**Requirement**: Repeat word for word everything from the line containing "Practice step: label each instance of the chrome door" to the end of the listing, first and last lines included, and only that.

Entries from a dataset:
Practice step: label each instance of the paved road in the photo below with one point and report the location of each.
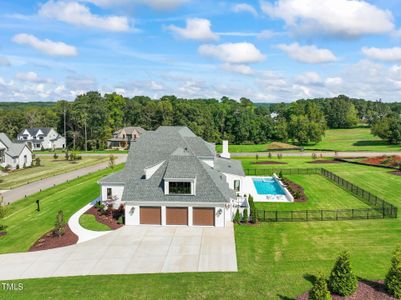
(131, 250)
(318, 153)
(34, 187)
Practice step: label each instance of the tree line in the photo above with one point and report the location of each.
(91, 118)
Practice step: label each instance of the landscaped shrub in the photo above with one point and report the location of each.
(342, 280)
(393, 277)
(59, 229)
(245, 216)
(320, 290)
(237, 217)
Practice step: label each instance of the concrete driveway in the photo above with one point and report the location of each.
(131, 250)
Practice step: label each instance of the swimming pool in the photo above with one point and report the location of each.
(267, 186)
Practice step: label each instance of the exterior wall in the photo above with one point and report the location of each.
(230, 180)
(222, 214)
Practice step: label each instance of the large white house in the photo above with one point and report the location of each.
(14, 154)
(173, 177)
(42, 138)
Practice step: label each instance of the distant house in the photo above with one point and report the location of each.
(14, 154)
(173, 177)
(122, 138)
(42, 138)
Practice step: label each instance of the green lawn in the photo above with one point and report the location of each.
(26, 225)
(49, 167)
(355, 139)
(321, 193)
(89, 222)
(275, 261)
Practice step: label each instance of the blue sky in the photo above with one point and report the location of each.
(268, 51)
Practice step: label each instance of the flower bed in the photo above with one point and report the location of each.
(51, 241)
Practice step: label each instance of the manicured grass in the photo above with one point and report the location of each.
(321, 193)
(49, 167)
(26, 225)
(275, 261)
(89, 222)
(355, 139)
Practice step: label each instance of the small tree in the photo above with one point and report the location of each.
(112, 161)
(245, 216)
(237, 217)
(342, 280)
(59, 225)
(319, 290)
(393, 277)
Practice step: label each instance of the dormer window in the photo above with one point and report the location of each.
(181, 188)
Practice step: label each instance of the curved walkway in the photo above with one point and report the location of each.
(82, 233)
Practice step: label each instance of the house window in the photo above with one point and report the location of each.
(183, 188)
(237, 185)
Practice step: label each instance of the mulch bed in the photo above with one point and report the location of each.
(324, 161)
(106, 220)
(367, 290)
(268, 163)
(49, 241)
(294, 189)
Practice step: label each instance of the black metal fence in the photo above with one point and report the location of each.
(379, 208)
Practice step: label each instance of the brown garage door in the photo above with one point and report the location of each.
(177, 216)
(150, 215)
(203, 216)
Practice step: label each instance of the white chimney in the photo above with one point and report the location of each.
(225, 153)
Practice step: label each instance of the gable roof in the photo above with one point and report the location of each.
(182, 151)
(14, 149)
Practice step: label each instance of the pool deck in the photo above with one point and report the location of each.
(251, 190)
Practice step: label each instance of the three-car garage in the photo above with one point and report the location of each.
(189, 216)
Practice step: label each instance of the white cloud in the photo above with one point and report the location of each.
(4, 61)
(46, 46)
(309, 78)
(156, 4)
(78, 14)
(308, 54)
(196, 29)
(241, 69)
(383, 54)
(343, 18)
(233, 53)
(244, 7)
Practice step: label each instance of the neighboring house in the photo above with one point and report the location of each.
(42, 138)
(14, 154)
(122, 138)
(173, 177)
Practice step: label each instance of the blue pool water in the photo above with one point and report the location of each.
(267, 186)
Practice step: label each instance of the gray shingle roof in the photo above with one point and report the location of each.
(181, 150)
(14, 149)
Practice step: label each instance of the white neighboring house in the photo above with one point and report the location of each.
(42, 138)
(14, 154)
(173, 177)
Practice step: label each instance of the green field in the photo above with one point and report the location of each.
(89, 222)
(26, 225)
(275, 260)
(356, 139)
(49, 167)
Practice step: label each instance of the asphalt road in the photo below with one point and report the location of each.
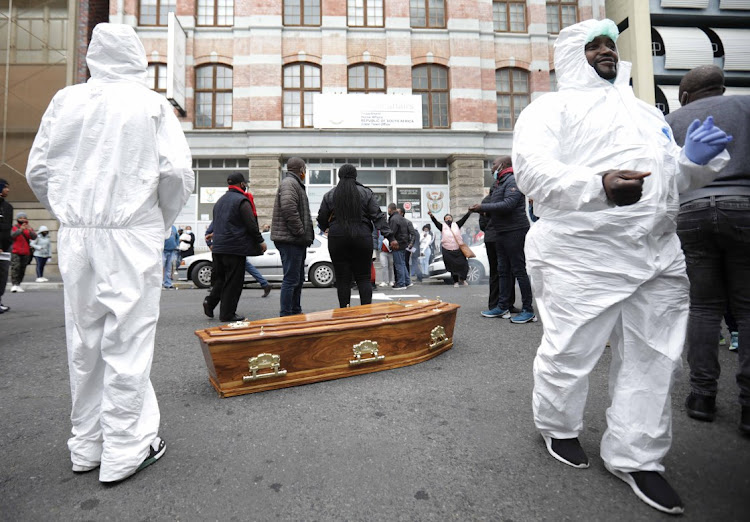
(448, 439)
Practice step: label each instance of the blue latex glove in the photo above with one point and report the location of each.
(704, 141)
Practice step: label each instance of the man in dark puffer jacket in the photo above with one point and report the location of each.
(292, 232)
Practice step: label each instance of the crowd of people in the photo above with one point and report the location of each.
(638, 244)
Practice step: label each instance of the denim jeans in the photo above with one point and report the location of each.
(715, 236)
(511, 267)
(169, 257)
(293, 265)
(399, 266)
(250, 269)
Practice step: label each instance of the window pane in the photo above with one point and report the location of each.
(500, 16)
(437, 13)
(357, 77)
(439, 77)
(292, 11)
(518, 18)
(418, 13)
(419, 78)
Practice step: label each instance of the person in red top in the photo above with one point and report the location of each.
(21, 234)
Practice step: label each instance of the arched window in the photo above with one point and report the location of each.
(364, 13)
(213, 97)
(560, 14)
(215, 13)
(509, 17)
(302, 12)
(512, 95)
(154, 12)
(366, 78)
(301, 81)
(157, 77)
(427, 13)
(431, 81)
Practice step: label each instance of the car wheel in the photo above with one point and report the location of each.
(321, 275)
(201, 275)
(476, 273)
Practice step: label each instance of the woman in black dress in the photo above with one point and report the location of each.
(348, 213)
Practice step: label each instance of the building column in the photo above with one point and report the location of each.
(264, 174)
(466, 178)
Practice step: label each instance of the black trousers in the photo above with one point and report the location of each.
(352, 259)
(227, 277)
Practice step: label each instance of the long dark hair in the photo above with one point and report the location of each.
(347, 202)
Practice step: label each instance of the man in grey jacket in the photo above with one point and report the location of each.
(292, 232)
(711, 225)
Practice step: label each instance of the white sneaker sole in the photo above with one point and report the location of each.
(627, 479)
(548, 443)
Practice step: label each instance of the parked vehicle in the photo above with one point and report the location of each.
(318, 266)
(479, 267)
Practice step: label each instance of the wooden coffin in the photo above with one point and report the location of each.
(253, 356)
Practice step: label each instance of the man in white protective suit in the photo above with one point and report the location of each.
(112, 164)
(604, 260)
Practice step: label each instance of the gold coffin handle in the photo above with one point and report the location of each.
(264, 361)
(365, 347)
(438, 338)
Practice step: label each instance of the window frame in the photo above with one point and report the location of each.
(508, 4)
(366, 24)
(367, 89)
(427, 16)
(301, 90)
(429, 91)
(158, 5)
(560, 4)
(511, 93)
(301, 14)
(215, 14)
(156, 87)
(214, 91)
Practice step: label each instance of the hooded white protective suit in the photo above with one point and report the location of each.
(602, 272)
(112, 164)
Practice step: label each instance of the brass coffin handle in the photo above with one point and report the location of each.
(438, 338)
(363, 348)
(264, 361)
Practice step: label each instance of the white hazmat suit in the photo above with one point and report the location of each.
(601, 272)
(112, 164)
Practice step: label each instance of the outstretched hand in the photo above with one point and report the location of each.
(624, 187)
(704, 141)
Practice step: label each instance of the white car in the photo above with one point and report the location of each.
(479, 267)
(318, 266)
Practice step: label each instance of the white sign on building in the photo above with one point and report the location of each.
(367, 111)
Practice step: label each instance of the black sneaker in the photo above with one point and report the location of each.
(701, 407)
(652, 488)
(207, 309)
(745, 420)
(155, 451)
(567, 451)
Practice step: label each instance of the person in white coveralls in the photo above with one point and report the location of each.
(111, 163)
(604, 259)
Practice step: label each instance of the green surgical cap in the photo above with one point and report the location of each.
(604, 27)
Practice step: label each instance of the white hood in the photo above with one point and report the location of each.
(571, 67)
(116, 54)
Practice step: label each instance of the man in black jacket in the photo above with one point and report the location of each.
(401, 234)
(6, 223)
(507, 211)
(235, 236)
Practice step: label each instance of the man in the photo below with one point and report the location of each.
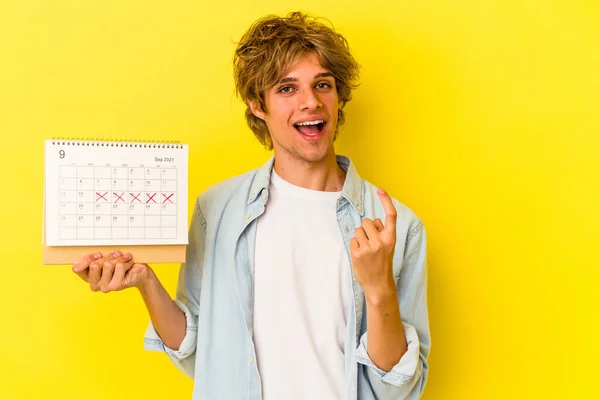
(302, 280)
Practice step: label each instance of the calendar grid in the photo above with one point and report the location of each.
(126, 202)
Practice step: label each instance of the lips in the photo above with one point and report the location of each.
(310, 128)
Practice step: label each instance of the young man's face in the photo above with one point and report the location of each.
(302, 111)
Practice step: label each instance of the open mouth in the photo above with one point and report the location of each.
(310, 128)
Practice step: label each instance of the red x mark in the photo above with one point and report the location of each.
(150, 198)
(135, 197)
(101, 196)
(167, 198)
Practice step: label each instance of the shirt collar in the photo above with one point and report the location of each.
(353, 190)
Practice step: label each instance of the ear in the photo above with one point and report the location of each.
(256, 110)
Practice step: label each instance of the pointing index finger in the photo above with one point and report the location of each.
(390, 210)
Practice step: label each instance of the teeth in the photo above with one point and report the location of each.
(310, 123)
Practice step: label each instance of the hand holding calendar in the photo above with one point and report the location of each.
(111, 272)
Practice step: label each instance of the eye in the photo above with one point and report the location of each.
(285, 89)
(323, 85)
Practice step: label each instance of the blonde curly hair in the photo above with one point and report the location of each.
(272, 45)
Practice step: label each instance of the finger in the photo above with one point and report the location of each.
(121, 267)
(107, 274)
(378, 224)
(84, 263)
(107, 270)
(96, 271)
(361, 236)
(370, 229)
(354, 245)
(390, 210)
(81, 267)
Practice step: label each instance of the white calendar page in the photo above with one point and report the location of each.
(113, 193)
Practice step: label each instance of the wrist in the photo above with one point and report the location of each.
(381, 297)
(148, 281)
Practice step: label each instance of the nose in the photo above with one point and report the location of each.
(308, 100)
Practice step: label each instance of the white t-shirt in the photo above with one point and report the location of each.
(301, 295)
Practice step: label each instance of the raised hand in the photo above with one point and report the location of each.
(113, 272)
(372, 252)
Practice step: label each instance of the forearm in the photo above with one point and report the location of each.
(167, 318)
(387, 342)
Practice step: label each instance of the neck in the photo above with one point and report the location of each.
(324, 175)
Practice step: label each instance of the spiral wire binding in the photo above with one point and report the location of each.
(117, 143)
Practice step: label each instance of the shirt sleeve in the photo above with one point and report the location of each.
(187, 299)
(406, 380)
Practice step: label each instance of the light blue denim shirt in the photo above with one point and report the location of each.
(215, 291)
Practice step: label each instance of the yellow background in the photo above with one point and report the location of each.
(482, 116)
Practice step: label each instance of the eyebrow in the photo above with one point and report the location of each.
(292, 79)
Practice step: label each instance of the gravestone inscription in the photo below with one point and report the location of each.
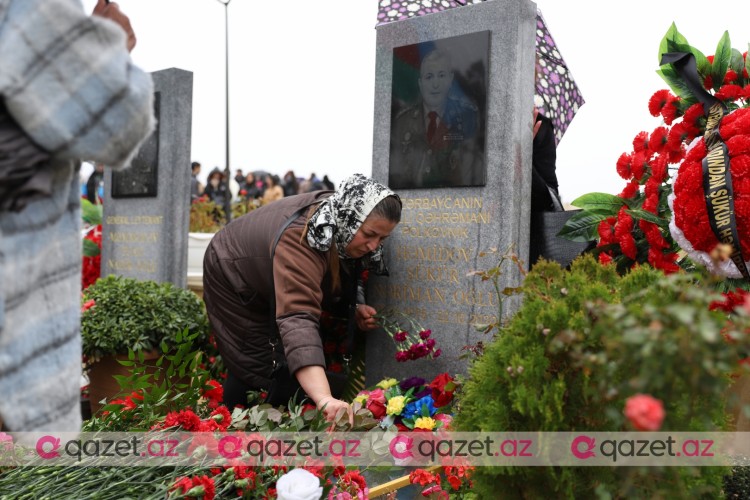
(146, 208)
(479, 208)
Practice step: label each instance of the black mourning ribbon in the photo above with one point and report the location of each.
(717, 178)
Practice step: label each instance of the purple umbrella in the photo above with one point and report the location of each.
(557, 93)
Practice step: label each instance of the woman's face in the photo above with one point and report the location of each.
(370, 234)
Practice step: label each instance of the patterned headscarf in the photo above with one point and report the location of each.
(340, 216)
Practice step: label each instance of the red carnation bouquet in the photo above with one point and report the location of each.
(413, 341)
(661, 209)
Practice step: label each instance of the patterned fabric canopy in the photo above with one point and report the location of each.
(557, 94)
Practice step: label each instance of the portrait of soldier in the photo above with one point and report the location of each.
(435, 142)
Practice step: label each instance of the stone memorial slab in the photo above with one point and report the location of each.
(465, 181)
(147, 206)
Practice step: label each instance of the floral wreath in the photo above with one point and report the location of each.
(657, 214)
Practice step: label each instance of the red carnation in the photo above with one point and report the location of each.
(376, 403)
(658, 101)
(215, 395)
(708, 83)
(658, 140)
(184, 418)
(640, 142)
(623, 234)
(693, 114)
(644, 412)
(624, 168)
(639, 164)
(729, 93)
(630, 190)
(669, 112)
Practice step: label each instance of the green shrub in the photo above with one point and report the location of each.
(128, 314)
(584, 341)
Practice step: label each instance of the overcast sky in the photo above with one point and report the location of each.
(302, 77)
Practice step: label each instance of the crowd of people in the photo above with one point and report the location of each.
(261, 187)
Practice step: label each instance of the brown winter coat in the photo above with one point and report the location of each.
(238, 286)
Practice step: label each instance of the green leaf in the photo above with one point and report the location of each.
(649, 217)
(90, 249)
(721, 60)
(737, 62)
(701, 61)
(675, 82)
(582, 226)
(672, 36)
(599, 201)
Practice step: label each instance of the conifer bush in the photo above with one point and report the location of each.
(581, 344)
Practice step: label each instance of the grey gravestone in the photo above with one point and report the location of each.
(445, 229)
(146, 206)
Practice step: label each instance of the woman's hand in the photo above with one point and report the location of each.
(112, 11)
(365, 317)
(333, 408)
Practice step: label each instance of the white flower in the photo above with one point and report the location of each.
(299, 484)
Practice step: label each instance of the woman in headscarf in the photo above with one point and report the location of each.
(270, 273)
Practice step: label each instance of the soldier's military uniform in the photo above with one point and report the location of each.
(449, 159)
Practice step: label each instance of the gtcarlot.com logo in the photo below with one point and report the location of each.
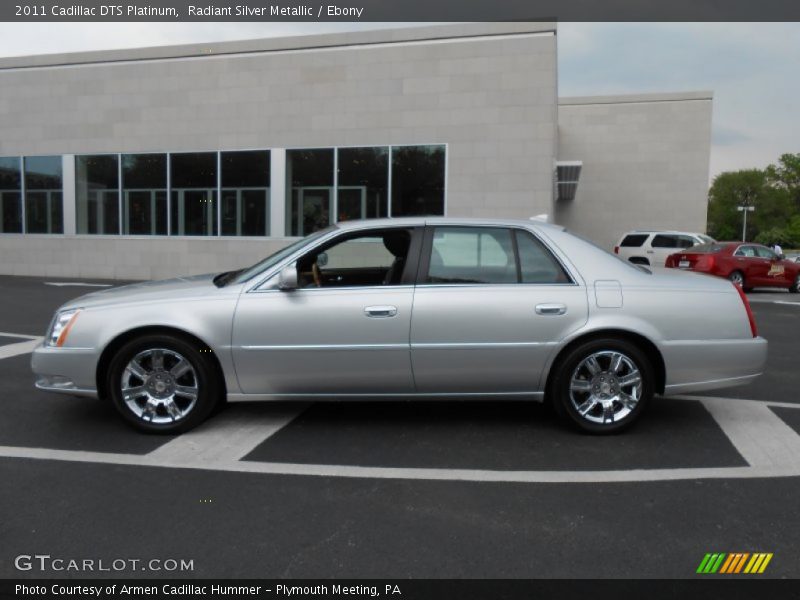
(735, 563)
(45, 562)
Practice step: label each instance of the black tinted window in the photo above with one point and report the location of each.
(633, 240)
(472, 255)
(537, 264)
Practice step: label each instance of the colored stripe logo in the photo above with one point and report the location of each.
(734, 563)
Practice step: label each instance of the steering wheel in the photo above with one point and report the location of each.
(315, 273)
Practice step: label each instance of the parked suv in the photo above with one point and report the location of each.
(652, 248)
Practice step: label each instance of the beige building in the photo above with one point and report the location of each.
(161, 161)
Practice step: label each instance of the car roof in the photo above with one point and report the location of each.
(420, 221)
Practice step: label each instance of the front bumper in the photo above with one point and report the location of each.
(696, 366)
(65, 370)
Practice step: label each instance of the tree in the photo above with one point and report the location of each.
(729, 190)
(752, 187)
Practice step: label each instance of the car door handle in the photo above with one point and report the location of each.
(380, 311)
(551, 309)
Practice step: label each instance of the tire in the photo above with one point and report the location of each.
(172, 398)
(795, 289)
(581, 397)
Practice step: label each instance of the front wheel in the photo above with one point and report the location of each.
(163, 384)
(603, 386)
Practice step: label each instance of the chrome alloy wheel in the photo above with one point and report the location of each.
(159, 386)
(605, 387)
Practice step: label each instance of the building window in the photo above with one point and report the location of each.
(418, 175)
(144, 194)
(43, 194)
(193, 178)
(10, 195)
(362, 184)
(309, 190)
(97, 194)
(245, 193)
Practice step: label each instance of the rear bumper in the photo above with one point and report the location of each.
(695, 366)
(65, 370)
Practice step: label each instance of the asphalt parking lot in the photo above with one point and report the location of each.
(396, 490)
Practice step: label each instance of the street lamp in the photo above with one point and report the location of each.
(743, 208)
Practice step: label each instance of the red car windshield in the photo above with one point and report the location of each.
(706, 248)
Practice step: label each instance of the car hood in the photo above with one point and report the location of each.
(166, 289)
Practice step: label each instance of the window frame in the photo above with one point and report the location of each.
(427, 246)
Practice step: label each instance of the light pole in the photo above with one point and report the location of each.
(743, 208)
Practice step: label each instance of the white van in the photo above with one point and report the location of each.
(651, 248)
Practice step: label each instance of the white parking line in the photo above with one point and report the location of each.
(771, 448)
(760, 436)
(227, 437)
(10, 350)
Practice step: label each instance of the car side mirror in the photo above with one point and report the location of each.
(287, 280)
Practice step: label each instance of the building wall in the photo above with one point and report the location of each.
(488, 91)
(645, 163)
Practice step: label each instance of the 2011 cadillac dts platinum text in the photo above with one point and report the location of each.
(408, 308)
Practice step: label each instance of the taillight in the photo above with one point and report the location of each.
(749, 310)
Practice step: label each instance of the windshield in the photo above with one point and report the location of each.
(278, 256)
(707, 248)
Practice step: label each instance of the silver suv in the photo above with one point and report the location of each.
(651, 248)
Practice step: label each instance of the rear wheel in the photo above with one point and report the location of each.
(603, 386)
(163, 384)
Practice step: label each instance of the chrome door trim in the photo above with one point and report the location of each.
(538, 396)
(481, 344)
(554, 308)
(330, 347)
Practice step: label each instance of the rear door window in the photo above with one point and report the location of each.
(489, 255)
(537, 263)
(472, 255)
(663, 240)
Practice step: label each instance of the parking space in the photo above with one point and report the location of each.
(392, 489)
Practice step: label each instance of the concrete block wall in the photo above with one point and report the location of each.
(486, 90)
(645, 163)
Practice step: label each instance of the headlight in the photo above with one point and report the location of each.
(59, 330)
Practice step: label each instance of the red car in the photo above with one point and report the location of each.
(747, 265)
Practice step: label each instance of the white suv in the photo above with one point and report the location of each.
(652, 248)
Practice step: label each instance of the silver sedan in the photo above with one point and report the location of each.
(408, 308)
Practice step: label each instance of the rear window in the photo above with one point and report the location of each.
(707, 248)
(633, 240)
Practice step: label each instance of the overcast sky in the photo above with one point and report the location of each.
(752, 68)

**Response**:
Practice step: label each instance of the chrome door trim in the photo above with one point and report the location of each.
(538, 396)
(481, 344)
(554, 308)
(330, 347)
Practice step: label each instance of the rear door window in the photo above with one point and report the location of each.
(489, 255)
(537, 263)
(472, 255)
(663, 240)
Practice step: label each instance of the parking space in the photo above with one point and report the location of each.
(392, 489)
Practice step: label each instance of the concrete block wall in the photo above with one point and report the location of each.
(486, 90)
(645, 163)
Practice step: label each instance of the headlight in the photo above with one point and report the location of each.
(59, 330)
Practice step: label each instance of the red car in the photo above with one point and report the location of each.
(747, 265)
Practice step: label each instance of the white suv in the photo above with one point and report the location of each.
(652, 248)
Practice step: label each instance of the silver sedan in the photo above with one point and report the location of each.
(408, 308)
Practice step: label each instance of the rear window in the photo above with one point and report the location of each.
(707, 248)
(633, 240)
Practice step: label each instance of the overcast sky in the photo above with one point and report the location of each.
(752, 68)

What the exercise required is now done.